Given text:

-- -- --

What’s for dinner tonight? How about the classic flavors of grilled chicken marinated in white wine with rosemary, thyme, and garlic? With a nod to the lighter side of French cuisine, this easy favorite will quickly become a favourite for everything from dining al fresco with friends to summer dinners with the family.
Tip: Toss the chicken in the marinade in the morning so by dinnertime you can quickly fire up your gas barbecue and be grilling in no time!
Ingredients
Marinade
- 250 ml (1 C) dry white wine (such as Pinot Grigio, Pinot Blanc, or Sauvignon Blanc)
- 3 TBS extra virgin olive oil
- 1 TBS finely chopped fresh rosemary
- 1 TBS Dijon mustard
- 4 cloves minced garlic
- 1 tsp dried thyme
- 1 tsp kosher salt
- 1/2 tsp freshly ground black pepper
Tip: The marinade will be boiled for reuse as a basting sauce during grilling. If preferred, whip up a second batch of the marinade ingredients to set aside to use fresh for the baste instead. Just be sure to let it sit for 4 – 12 hours to let the flavors blend.
Chicken and Basting Sauce
- 1 whole chicken (1.8 – 2.2 kg / 4-5 lbs), cut into 6 pieces
- 1 TBS unsalted butter
Instructions
- Mix the marinade ingredients in a large plastic grip seal bag. Put the cut chicken pieces into the bag, squeeze out excess air, and seal the bag. Flip the bag around a few times to ensure the chicken is well coated with the marinade. Set the bag in a bowl and let the chicken marinate in the refrigerator for 4 – 12 hours.
- Fire up your gas BBQ for cooking on medium heat (180° – 230° C) using both direct and indirect heat.
- When you remove the chicken from the marinade, save the marinade to use in the basting sauce (you will boil it so it is safe to reuse).

-- -- --

Items drawn from a dataset:

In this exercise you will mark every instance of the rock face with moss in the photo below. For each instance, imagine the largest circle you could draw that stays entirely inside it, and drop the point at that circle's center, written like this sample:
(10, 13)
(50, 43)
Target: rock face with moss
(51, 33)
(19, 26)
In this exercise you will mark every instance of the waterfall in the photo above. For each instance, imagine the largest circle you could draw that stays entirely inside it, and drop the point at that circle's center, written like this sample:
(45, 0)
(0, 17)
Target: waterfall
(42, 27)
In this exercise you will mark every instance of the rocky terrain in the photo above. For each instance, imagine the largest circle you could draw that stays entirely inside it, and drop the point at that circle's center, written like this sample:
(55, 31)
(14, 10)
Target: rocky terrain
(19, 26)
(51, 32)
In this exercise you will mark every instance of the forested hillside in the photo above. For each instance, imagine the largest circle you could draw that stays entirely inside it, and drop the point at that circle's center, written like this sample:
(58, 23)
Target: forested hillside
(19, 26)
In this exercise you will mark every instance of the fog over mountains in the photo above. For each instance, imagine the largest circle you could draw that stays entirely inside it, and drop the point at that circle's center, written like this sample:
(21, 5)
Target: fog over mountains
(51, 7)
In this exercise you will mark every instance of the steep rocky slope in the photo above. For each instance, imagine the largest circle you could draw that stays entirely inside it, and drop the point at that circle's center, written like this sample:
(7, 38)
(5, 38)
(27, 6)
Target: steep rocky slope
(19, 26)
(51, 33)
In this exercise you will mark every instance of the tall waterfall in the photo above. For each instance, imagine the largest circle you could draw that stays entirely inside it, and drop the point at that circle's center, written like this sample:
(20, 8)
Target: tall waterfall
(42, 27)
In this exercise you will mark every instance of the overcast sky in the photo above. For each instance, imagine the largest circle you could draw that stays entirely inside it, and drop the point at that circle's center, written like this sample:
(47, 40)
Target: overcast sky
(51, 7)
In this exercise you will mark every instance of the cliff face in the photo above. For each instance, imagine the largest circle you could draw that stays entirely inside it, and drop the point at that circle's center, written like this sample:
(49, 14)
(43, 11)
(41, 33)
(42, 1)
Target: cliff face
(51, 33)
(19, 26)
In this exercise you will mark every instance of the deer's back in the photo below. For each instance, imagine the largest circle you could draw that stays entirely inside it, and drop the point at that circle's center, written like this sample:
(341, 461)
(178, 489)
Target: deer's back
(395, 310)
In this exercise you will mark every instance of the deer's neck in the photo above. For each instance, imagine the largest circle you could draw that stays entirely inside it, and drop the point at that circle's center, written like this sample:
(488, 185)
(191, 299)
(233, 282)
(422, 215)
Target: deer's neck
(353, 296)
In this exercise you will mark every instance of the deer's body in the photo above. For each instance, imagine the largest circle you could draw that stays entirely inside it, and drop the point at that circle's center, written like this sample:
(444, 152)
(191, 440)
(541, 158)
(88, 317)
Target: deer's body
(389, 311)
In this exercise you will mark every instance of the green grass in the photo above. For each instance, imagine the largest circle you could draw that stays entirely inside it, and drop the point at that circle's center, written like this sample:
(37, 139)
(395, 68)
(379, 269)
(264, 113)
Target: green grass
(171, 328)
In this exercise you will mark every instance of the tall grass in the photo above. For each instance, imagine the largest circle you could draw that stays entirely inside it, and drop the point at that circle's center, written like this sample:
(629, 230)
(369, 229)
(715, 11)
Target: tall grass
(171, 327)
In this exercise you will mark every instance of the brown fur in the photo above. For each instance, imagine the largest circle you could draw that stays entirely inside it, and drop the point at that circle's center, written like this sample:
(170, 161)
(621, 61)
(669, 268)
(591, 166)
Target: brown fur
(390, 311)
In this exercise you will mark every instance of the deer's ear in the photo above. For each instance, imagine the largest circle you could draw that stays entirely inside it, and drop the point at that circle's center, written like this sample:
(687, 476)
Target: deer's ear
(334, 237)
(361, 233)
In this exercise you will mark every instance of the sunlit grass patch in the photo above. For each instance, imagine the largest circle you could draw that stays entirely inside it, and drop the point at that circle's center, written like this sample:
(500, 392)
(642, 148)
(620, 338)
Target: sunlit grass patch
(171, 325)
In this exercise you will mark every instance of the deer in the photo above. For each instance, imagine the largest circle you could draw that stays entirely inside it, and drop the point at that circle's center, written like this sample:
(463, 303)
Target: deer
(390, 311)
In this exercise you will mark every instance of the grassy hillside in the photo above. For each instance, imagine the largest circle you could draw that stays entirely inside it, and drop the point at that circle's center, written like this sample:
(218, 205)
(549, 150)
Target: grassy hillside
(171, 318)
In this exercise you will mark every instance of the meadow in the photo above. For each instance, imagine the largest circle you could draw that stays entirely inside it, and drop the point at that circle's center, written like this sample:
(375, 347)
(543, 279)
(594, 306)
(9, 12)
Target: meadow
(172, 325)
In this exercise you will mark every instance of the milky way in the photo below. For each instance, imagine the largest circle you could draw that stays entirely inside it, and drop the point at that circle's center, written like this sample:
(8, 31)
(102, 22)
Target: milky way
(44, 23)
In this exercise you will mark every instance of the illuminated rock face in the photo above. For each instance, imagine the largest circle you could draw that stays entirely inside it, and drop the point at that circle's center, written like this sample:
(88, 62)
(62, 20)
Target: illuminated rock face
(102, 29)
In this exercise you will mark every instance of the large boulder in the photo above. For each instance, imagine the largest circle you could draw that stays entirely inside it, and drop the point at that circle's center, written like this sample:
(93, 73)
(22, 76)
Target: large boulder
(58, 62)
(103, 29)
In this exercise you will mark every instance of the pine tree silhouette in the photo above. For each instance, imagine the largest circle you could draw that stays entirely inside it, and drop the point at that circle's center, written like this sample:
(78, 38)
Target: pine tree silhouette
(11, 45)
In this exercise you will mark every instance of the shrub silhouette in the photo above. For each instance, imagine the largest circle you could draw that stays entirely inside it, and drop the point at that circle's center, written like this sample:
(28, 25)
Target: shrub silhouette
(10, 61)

-- -- --

Given instruction 1:
Condense the recipe's step that begins "Mix the marinade ingredients" into a short list, keeping its main facts.
Given instruction 2:
Gather every line of the rows that contains the word "rocky".
The recipe and the rows are unrelated to each other.

Reply 1:
- Combine the marinade ingredients in a large plastic grip seal bag.
- Add the chicken pieces, squeeze out excess air, and seal the bag.
- Flip the bag a few times so the chicken is well coated.
- Set the bag in a bowl and marinate in the refrigerator for 4 – 12 hours.

Reply 2:
In this exercise you will mark every instance of the rocky terrain in the photo above. For each instance, imagine the largest circle you could draw that stays entirely inside it, and drop the point at that circle's center, written like this sample:
Target: rocky terrain
In this exercise you will mark every instance of the steep rocky slope in the photo above. For each instance, imagine the largest circle you could draw that stays entirely inside it, and drop the point at that circle's center, written like this sample:
Target: steep rocky slope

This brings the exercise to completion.